Set of tasks:
**a)** Reproduce the neonatal neuroprotection article starting at "Major advances have" and ending at "the Dunedin Centre.", using "plenary lecture" in place of "keynote address".
**b)** In the neonatal neuroprotection article, to what temperature and for how long were babies cooled in the therapy credited with reducing death and/or cerebral palsy?

Given text:
Major advances have already been made in protecting babies after brain injuries but there is strong potential to make further big advances, says a leading US-based medical researcher and neonatologist.
Professor Terrie Inder, an Otago University medical graduate, was speaking yesterday to about 200 people during a keynote address at the Paediatric Society of New Zealand's 65th annual scientific meeting at the Dunedin Centre.
In her talk on "Neuroprotection Following Brain Injury in Babies and Children", Dr Inder said neuroprotection in the newborn infant had been "more effective than at any other time of life".
She noted that therapeutic hypothermia, or cooling, to 33.5degC for three days had resulted in a major reduction in death and/or cerebral palsy, in the context of brain injury.
Big improvements had already been achieved, but research showed there was scope to further improve diagnosis and intervention in various ways.
Research highlighted the value of making more use of brain imaging in detecting and investigating neonatal seizures in high risk infants, she said.
In many cases such seizures were very difficult to detect by routine bedside observation, and in some cases imaging equipment had been available but was not being used to make such assessments, she said.
Other research was starting to show the benefits of providing maternal dietary supplementation with pomegranate juice, a food which is rich in polyphenols.
Research was suggesting that maternal dietary supplementation with the juice was potentially neuroprotective of the neonatal brain, she said.,
Dr Inder's research includes multidisciplinary initiatives in pediatrics, neurology, radiology, obstetrics, and psychology, arising from studies at the bedside of newborn infants in the neonatal and pediatric intensive care unit.

Source information:
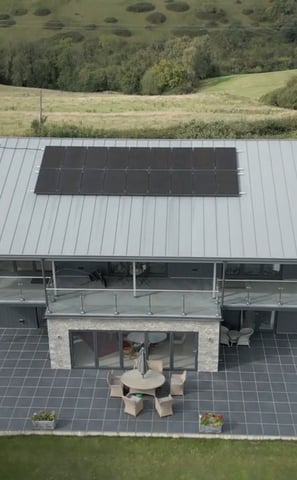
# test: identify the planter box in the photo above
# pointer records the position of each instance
(44, 424)
(209, 428)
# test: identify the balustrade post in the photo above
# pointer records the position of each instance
(150, 305)
(82, 309)
(280, 300)
(248, 297)
(183, 305)
(20, 285)
(115, 297)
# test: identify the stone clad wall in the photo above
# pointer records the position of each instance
(208, 335)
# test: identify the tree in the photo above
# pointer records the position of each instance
(163, 77)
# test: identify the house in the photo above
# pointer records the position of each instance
(119, 243)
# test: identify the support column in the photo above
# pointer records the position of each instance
(214, 280)
(208, 347)
(134, 278)
(54, 278)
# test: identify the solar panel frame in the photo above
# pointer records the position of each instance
(92, 170)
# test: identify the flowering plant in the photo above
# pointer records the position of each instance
(214, 419)
(44, 415)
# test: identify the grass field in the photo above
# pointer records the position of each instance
(110, 458)
(233, 98)
(77, 14)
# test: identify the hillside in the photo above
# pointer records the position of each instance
(31, 19)
(227, 99)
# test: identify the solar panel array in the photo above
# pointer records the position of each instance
(138, 171)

Answers in order:
**a)**
Major advances have already been made in protecting babies after brain injuries but there is strong potential to make further big advances, says a leading US-based medical researcher and neonatologist.
Professor Terrie Inder, an Otago University medical graduate, was speaking yesterday to about 200 people during a plenary lecture at the Paediatric Society of New Zealand's 65th annual scientific meeting at the Dunedin Centre.

**b)** To 33.5degC for three days.